TASK INSTRUCTIONS:
1 > Copy the forum post on choosing between science and working with people word for word, starting with "Until the age" and going on through "a girlfriend, etc.".
2 > Write the next part of the forum post on choosing between science and working with people, picking up right after its last sentence.

This is a wonderful topic
It is wonderful because it represents the greatest dilemma of my so far brief life: become a scientist or a person who manages and works with people, with human beings?
What I'm going to portray might sound a bit shallow and even silly to you grown-ups

but I would like to present my microcosmic version analogue to the situation exposed on this thread.
I am 19 and must choose what to study at university

It would be easy for a person who focused his studies on a narrow field to say directly what he really likes, yet I harvested great enthusiasm towards both of two totally opposing ways of life: that of a "scientist" and that of a "manager"(or any person who is involved with people, and requires great social skills, charisma, politics, business etc. you understand what I mean).
Until the age of 16 I used to be a total "nerd", "without a life" and had the highest grades not only in science subjects but all fifteen subjects in my school. The drawback I never felt was the fact that I didn't have a social life, nearly no friends, never kissed a girlfriend, etc.
I simply liked what I did, and as a previous poster said, the fact that there were no interruptions to this continued study, this continued effort and work probably helped me to go on.

SOURCE INFORMATION:
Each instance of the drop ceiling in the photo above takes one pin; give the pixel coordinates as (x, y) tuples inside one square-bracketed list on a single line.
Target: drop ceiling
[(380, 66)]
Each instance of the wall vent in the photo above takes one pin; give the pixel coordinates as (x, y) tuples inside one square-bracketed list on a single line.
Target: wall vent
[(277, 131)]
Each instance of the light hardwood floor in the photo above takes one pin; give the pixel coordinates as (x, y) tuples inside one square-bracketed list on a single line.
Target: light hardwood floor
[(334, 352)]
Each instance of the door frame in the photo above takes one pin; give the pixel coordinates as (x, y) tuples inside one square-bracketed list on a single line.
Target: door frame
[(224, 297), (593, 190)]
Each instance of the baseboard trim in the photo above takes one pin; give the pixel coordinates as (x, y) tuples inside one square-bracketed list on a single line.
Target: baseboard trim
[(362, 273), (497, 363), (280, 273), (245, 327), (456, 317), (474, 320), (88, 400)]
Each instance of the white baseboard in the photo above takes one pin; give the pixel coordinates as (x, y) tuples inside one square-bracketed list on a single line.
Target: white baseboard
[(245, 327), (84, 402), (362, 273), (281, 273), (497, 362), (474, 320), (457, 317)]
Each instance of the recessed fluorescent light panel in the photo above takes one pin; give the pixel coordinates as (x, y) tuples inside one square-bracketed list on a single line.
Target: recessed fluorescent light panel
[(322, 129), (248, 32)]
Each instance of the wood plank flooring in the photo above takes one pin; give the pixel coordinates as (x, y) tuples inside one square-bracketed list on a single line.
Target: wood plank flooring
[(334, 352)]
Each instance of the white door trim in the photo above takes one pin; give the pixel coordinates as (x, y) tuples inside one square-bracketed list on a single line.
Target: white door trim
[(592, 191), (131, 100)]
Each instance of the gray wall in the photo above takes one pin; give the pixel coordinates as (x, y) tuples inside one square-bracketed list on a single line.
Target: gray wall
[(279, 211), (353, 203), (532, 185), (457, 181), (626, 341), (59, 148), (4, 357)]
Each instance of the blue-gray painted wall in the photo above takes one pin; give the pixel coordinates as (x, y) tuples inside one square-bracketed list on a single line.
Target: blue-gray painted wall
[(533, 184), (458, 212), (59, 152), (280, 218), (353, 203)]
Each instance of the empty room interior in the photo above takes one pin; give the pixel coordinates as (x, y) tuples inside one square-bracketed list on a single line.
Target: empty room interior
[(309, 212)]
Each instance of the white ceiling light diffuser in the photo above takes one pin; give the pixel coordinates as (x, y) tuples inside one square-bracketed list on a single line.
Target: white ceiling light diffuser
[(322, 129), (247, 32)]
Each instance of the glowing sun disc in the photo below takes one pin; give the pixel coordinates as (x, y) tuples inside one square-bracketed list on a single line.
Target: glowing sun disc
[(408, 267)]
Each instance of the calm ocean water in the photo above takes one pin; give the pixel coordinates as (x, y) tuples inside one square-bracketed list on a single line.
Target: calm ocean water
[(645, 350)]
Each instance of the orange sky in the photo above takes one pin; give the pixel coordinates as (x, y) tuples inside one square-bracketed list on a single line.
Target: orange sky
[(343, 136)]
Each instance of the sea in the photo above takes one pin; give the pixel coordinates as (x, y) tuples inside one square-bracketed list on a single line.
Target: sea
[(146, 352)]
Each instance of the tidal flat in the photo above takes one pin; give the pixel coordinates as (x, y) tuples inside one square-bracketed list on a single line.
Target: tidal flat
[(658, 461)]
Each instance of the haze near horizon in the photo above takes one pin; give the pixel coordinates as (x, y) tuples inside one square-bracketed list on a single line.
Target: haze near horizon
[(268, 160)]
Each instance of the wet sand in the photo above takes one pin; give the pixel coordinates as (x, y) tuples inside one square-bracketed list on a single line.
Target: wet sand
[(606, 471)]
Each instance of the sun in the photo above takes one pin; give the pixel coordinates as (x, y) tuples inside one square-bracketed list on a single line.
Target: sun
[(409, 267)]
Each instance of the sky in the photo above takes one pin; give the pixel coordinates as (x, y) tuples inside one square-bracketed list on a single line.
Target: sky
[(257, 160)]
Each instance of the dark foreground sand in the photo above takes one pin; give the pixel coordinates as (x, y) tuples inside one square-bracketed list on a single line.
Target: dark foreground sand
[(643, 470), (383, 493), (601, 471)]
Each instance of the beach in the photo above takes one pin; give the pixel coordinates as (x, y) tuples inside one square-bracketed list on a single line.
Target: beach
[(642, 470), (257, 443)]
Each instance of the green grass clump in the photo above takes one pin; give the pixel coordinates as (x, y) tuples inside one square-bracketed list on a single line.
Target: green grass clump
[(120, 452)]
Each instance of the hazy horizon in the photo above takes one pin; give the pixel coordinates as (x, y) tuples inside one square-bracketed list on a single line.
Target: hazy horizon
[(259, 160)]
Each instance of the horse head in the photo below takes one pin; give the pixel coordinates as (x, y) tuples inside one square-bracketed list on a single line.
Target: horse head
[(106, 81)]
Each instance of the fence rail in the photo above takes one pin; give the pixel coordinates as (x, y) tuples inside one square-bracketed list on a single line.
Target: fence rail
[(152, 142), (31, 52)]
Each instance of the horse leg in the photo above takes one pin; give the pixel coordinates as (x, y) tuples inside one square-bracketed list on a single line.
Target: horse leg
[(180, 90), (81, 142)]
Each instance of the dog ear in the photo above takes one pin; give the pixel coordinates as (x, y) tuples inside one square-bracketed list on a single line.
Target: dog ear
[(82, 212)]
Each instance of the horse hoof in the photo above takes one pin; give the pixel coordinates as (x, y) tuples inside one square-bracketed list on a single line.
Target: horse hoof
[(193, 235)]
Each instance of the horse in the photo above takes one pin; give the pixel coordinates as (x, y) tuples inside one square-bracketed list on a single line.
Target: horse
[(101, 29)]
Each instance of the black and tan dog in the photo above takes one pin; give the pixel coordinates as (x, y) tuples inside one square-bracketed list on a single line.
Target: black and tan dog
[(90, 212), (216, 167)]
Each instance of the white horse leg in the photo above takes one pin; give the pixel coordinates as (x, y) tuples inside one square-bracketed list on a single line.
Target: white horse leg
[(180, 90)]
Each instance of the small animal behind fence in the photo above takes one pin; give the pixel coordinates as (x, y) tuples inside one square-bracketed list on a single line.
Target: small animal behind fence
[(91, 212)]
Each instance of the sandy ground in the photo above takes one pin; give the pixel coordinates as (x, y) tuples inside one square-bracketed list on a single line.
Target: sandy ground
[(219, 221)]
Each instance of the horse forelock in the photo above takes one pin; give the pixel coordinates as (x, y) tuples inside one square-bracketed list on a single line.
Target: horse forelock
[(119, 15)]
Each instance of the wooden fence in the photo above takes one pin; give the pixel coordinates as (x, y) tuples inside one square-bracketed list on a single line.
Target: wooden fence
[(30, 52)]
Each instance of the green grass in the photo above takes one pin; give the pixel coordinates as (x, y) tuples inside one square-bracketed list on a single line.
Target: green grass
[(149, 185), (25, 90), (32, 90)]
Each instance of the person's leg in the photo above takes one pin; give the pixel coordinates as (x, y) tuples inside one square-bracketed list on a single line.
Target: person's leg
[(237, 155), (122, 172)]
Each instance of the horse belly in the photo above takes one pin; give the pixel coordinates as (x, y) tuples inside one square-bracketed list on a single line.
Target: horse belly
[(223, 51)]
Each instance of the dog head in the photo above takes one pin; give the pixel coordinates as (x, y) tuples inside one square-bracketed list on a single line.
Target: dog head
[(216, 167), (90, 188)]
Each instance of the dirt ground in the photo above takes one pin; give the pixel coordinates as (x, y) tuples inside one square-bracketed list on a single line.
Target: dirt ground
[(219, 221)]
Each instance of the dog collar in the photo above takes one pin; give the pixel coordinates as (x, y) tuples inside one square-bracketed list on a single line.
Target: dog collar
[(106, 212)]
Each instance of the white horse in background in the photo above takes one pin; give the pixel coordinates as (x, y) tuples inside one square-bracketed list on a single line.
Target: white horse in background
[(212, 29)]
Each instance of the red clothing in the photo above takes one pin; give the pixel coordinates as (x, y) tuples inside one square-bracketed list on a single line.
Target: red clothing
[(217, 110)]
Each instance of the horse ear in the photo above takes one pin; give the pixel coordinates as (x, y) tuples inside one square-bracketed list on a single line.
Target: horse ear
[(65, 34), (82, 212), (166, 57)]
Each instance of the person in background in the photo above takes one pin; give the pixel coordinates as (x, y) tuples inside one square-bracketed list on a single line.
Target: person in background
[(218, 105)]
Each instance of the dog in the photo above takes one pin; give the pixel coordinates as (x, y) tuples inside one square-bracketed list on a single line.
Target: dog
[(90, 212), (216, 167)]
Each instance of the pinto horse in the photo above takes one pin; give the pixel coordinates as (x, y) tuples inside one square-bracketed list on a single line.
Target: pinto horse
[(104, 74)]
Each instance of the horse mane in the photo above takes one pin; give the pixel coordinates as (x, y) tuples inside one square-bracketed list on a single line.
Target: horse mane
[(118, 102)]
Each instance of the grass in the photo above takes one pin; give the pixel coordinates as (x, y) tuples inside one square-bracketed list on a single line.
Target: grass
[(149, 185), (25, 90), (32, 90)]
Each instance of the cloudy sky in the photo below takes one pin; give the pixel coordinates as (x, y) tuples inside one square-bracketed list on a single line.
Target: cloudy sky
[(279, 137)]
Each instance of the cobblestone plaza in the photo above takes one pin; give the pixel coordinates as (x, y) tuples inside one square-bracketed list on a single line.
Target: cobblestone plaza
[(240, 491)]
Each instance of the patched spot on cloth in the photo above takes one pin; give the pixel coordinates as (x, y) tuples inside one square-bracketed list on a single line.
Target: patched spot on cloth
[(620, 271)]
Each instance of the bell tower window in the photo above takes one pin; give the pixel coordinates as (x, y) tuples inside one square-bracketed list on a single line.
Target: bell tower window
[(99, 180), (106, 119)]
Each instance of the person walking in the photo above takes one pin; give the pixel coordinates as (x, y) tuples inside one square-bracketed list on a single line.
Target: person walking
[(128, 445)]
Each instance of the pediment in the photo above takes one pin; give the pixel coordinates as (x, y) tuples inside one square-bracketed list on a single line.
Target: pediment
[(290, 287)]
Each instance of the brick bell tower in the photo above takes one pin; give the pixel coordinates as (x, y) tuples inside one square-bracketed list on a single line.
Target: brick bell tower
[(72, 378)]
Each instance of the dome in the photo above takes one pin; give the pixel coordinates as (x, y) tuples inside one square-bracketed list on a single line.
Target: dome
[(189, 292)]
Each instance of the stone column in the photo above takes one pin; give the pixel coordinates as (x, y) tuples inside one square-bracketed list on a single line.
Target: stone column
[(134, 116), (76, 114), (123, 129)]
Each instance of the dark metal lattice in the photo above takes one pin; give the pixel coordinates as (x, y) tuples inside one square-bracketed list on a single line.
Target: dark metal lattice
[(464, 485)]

ANSWERS:
1 >
Until the age of 16 I used to be a total "nerd", "without a life" and had the highest grades not only in science subjects but all fifteen subjects in my school. The drawback I never felt was the fact that I didn't have a social life, nearly no friends, never kissed a girlfriend, etc.

2 >
There was no balance between social life and spiritual/study life: I focused only on the latter and - I'm not saying this to boast - I used to be a genius.
And I continued that lifestyle, and probably would still be continuing it with full confidence if I hadn't had a
taste of what "social life"/"real life" means.
Infact, there was a period of just a few weeks during which I tried to
expand - not change! - and used my enthusiastic effort to carry out some business model and public relations projects which heavily relied on
people.
It seriously took me only a good full immersion in business success books, personal growth and social skill DYI books to suddenly become a "nerd" of social skills. I know this sounds freaky and banal, but at that time I really thought that I was studying something and not entering what's commonly called "having a life".
To apply what I learned in such books, I did it with the same effort I would have studied to get an A+ in mathematics.
And, folks - believe me or not - it worked and it seemed as if I was becoming some charismatic god or something (that's how I
felt when I was 16, at my first contact with other humans

). With time I obviously learned also the value of modesty and humbleness, but that small simple change made me have what I would have never ever thought of having before: girlfriends, the most beautiful, a role as an actor at a national theater, several assignments at real public relations tasks, and friends. Friends as I had never had before. A real exciting social life!
And you might think that those events "completed" me as a human being?
No. Just as the married scientists on the first post of this thread, I probably became too satisfied with what I had achieved.
And sometimes satisfaction can stagnate a person's motivation to go on.
For a long time I actually thought that I had
combined two lifestyles into one, but I realized after lot of pain that I was suddenly loosing all my scientific "talents" (if talents truly exist, I fervently believe that I had them. Because now I don't understand anything).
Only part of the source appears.